Please copy everything from the line containing "Target: decorative bottle" down to the end of the data below, renaming "decorative" to "ornamental" and changing nothing else.

· · · ·

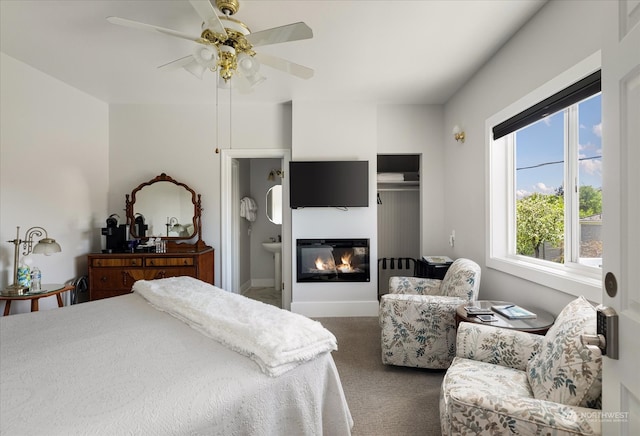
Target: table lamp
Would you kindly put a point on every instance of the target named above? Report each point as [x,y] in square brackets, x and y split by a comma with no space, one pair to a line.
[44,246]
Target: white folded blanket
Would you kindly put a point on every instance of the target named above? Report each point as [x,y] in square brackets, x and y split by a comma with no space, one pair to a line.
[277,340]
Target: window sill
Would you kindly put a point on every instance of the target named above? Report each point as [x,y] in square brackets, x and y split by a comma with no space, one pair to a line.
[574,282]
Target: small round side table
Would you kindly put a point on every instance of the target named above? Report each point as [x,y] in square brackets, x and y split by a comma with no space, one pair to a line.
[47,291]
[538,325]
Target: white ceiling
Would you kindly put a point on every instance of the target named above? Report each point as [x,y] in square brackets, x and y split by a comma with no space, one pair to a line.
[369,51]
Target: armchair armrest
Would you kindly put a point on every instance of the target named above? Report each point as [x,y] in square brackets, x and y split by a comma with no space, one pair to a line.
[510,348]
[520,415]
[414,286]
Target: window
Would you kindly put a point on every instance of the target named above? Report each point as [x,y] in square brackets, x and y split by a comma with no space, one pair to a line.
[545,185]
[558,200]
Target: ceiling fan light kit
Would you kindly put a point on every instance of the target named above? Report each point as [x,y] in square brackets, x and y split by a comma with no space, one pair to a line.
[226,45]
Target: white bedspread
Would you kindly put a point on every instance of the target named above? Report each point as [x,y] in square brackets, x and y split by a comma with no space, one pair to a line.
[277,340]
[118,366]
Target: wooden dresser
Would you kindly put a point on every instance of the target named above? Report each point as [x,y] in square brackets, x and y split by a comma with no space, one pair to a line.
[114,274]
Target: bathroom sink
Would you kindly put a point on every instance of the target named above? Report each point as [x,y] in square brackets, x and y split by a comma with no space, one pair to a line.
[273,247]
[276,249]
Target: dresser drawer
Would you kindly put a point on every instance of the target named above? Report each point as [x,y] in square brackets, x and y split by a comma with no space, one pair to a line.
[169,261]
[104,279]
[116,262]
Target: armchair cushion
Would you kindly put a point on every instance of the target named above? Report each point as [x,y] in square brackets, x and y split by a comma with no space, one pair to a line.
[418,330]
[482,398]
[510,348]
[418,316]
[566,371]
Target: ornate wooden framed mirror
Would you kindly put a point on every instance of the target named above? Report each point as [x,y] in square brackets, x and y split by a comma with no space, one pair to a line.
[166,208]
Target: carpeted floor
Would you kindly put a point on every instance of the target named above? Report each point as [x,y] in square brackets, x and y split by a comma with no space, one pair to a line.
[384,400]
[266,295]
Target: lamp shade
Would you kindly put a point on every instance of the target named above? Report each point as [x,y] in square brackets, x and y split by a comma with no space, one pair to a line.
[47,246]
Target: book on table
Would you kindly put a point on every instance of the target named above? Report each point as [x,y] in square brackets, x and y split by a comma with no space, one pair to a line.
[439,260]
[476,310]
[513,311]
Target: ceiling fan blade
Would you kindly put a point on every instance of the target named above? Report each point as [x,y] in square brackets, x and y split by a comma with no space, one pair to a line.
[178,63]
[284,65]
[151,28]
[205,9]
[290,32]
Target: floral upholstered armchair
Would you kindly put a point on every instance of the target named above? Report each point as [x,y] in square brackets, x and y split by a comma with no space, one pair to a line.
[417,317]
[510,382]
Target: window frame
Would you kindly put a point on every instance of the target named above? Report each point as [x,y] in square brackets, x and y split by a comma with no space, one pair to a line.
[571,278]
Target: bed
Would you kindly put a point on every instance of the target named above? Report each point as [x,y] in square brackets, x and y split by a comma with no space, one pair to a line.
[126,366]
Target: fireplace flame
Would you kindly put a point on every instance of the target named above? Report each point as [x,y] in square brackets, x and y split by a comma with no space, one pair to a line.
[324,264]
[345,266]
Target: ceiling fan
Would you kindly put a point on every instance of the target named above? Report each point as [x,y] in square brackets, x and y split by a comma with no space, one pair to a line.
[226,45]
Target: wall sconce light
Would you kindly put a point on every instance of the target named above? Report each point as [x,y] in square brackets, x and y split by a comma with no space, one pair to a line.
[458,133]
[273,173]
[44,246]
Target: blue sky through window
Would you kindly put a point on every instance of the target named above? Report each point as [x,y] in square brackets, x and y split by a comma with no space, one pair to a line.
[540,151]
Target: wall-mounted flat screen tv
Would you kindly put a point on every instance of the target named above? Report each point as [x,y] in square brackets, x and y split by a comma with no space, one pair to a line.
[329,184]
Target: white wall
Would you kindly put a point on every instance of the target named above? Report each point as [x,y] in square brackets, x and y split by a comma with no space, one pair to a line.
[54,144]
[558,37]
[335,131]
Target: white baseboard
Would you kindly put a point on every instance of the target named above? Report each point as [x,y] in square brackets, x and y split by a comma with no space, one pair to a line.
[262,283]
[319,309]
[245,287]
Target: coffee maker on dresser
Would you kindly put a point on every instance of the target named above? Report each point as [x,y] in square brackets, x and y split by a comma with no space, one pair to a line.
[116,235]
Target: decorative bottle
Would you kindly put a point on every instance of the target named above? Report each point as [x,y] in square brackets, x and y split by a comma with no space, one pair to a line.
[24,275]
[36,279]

· · · ·

Written solution:
Target: ornamental bottle
Would you kindly put a point on every instance of the target named above? Report each point as [x,y] in square brackets, x and y split by a comma with no space, one pair to a line.
[24,275]
[36,279]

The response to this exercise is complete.